## [Stated exercise]
According to the text on substitution of paid leave, what does "substitute" mean in this context?

## [Text section]
━━━
Archive for March, 2019

Substitution of paid leave

This is the last one from Malania. If I want to keep doing this I’m actually going to have to start writing these things again. Bummer.

Back again, for yet another thrilling discussion of FMLA-related leave. Are you sick of me yet? I’m sick of me. But stay tuned for a topic I think you’ll find quite useful. You see, some of you may be so lucky to work at a company that allows employees to accrue paid leave benefits, sometimes referred to as sick leave. But when, if ever, does the employee have to use this paid leave they’ve worked to save up? Turns out:

If an employee does not choose to substitute accrued paid leave, the employer may require the employee to substitute accrued paid leave for unpaid FMLA leave.

29 CFR §825.207(a) (emphasis added).

So there you have it: a seemingly straightforward answer (for once). But let’s break this down just a little bit more before we throw in the towel, starting with the definition of “substitute.” Substitute here means that an employee’s paid leave will run concurrently with their unpaid FMLA leave: i.e. the employee will get paid for a portion of their FMLA leave, with the exact portion dependent on how many accrued paid leave days the employee has socked away.

Alright, that doesn’t sound so difficult. But you may now be wondering, when, if ever, can the employee choose not to take their paid leave? Because by this point, you’re certainly smart enough to know that there’s a legal hurdle, caveat, exception, etcetera, just waiting around the corner . . . .

So let’s look at that next. The first hurdle in determining when the employee can or must substitute paid leave for FMLA leave is figuring out whether the employee qualifies to take the paid leave in the first place:

An employee’s ability to substitute accrued paid leave is determined by the terms and conditions of the employer’s normal leave policy.

29 CFR §825.207(a).
━━━
Point annotation records
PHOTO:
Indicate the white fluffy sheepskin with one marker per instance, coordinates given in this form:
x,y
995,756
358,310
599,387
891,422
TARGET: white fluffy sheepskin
━━━
## [Finished answer]
It means that an employee's paid leave runs concurrently with their unpaid FMLA leave, so the employee is paid for a portion of the FMLA leave.